Job> Copy every one of the entries below word for word, leaving the pictures out.

Source records>
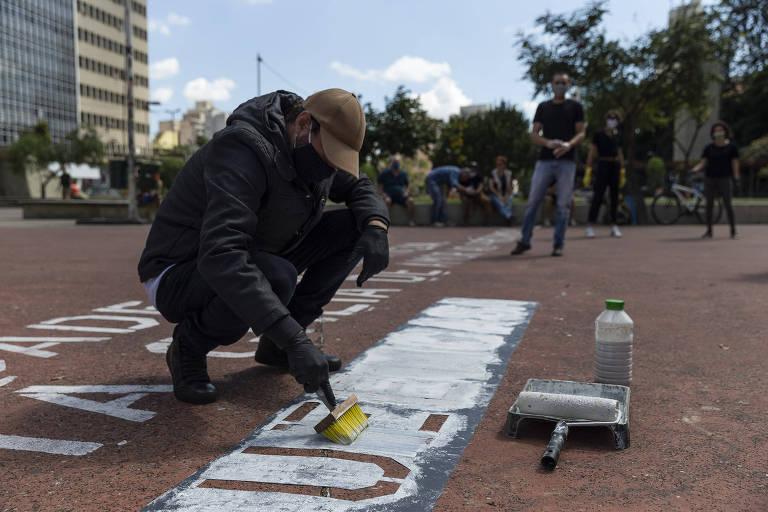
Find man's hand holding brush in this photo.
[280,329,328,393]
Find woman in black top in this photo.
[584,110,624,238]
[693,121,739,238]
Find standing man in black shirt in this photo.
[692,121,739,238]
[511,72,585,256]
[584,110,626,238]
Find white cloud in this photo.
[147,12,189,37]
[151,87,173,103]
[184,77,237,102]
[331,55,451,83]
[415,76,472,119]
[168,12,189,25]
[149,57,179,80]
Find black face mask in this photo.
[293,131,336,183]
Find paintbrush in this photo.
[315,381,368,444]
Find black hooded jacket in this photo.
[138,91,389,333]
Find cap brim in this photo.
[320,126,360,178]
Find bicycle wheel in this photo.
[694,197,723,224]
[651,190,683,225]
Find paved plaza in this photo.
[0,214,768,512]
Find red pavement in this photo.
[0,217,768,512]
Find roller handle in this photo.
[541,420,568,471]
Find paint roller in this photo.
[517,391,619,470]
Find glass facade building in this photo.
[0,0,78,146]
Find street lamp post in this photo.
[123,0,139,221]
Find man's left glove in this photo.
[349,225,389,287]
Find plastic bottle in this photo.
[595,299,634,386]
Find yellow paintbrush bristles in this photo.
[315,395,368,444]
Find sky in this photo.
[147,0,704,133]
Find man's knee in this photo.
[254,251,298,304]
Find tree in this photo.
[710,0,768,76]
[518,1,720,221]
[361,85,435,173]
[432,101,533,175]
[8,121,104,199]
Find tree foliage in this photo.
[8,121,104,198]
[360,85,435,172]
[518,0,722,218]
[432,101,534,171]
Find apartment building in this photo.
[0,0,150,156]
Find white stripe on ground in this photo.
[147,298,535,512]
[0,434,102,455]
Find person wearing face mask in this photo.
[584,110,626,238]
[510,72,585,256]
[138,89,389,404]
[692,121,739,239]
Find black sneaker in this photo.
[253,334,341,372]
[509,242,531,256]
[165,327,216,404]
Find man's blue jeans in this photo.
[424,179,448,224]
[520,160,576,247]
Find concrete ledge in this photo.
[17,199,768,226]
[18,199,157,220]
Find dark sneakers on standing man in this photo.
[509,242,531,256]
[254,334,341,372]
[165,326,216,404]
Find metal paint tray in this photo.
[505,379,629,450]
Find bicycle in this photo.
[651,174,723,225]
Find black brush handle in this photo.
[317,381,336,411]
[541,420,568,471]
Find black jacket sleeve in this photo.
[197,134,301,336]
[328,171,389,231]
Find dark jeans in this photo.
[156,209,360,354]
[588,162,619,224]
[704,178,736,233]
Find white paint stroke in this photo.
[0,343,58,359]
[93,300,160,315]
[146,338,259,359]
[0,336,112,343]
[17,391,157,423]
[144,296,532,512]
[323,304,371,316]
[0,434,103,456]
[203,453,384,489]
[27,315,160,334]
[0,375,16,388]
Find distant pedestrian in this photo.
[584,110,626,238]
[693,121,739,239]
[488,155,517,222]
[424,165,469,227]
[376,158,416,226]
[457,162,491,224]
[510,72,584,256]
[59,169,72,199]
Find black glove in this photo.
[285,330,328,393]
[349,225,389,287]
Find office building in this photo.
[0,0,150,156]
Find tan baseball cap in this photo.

Written answer>
Find man's hand holding brush in this photo.
[280,329,328,393]
Find woman in black top in this photo.
[584,110,624,238]
[693,121,739,238]
Find standing man in black shirt in this photo.
[692,121,739,238]
[511,72,585,256]
[584,110,626,238]
Find white cloud in this photo.
[147,12,189,37]
[151,87,173,103]
[184,77,237,102]
[331,55,451,83]
[415,76,472,119]
[168,12,189,25]
[149,57,179,80]
Find black face mask in this photo.
[293,131,336,183]
Find paintbrush in this photo.
[315,381,368,444]
Find black hooded jacket in this photo.
[138,91,389,333]
Find cap brim in this photo.
[320,126,360,178]
Find bicycle wheel in this photo.
[694,197,723,224]
[651,190,683,225]
Find paved plaza in this photo.
[0,214,768,512]
Find red pavement in this photo.
[0,217,768,512]
Find roller handle in this photo.
[541,420,568,471]
Find paint roller in this photo.
[517,391,619,470]
Find glass facade building in this photo.
[0,0,78,146]
Find street lamp post in this photo.
[123,0,139,221]
Find man's left glove in this photo.
[349,225,389,287]
Find plastic bottle in this photo.
[595,299,634,386]
Find yellow paintbrush bristles in this photo.
[315,395,368,444]
Find sky in this photo.
[147,0,704,133]
Find man's knee in this photo.
[254,251,298,304]
Find tree in this photo.
[710,0,768,76]
[518,1,720,221]
[361,85,435,173]
[432,101,533,175]
[8,121,104,199]
Find tree foliage in this photo.
[8,121,104,198]
[360,85,435,172]
[518,0,722,218]
[432,101,534,171]
Find apartment building in this photo.
[0,0,150,156]
Find white stripe on ground in this photo.
[147,298,535,512]
[0,434,102,455]
Find person wearing face mask in this photo.
[584,110,626,238]
[510,72,585,256]
[138,89,389,404]
[692,121,739,239]
Find black sneaker in this photo.
[253,334,341,372]
[509,242,531,256]
[165,327,216,404]
Find man's blue jeans in this photo.
[424,179,448,224]
[520,160,576,247]
Find concrete ledge in this photo.
[17,199,768,226]
[18,199,157,220]
Find dark sneakers on standing man in this photo.
[509,242,531,256]
[254,334,341,372]
[165,326,216,404]
Find metal paint tray in this photo.
[505,379,629,450]
Find bicycle in this photo.
[651,174,723,225]
Find black brush handle in this photo.
[317,381,336,411]
[541,420,568,471]
Find black jacket sleeve in this photo.
[197,134,301,336]
[328,171,389,231]
Find dark jeans in this photo.
[156,209,360,354]
[588,162,619,224]
[704,178,736,233]
Find white paint stroke in this photo.
[0,343,58,359]
[93,300,160,315]
[146,338,259,359]
[0,336,112,343]
[17,391,157,423]
[144,296,532,512]
[323,304,371,316]
[0,434,103,456]
[203,453,384,489]
[27,315,160,334]
[0,375,16,388]
Find distant pedestrian in this photo.
[584,110,626,238]
[693,121,739,239]
[488,155,517,222]
[424,165,469,227]
[376,158,416,226]
[457,162,491,224]
[510,72,584,256]
[59,169,72,199]
Find black glove in this photo.
[285,330,328,393]
[349,225,389,287]
Find office building in this photo.
[0,0,150,156]
Find tan baseball cap in this photo.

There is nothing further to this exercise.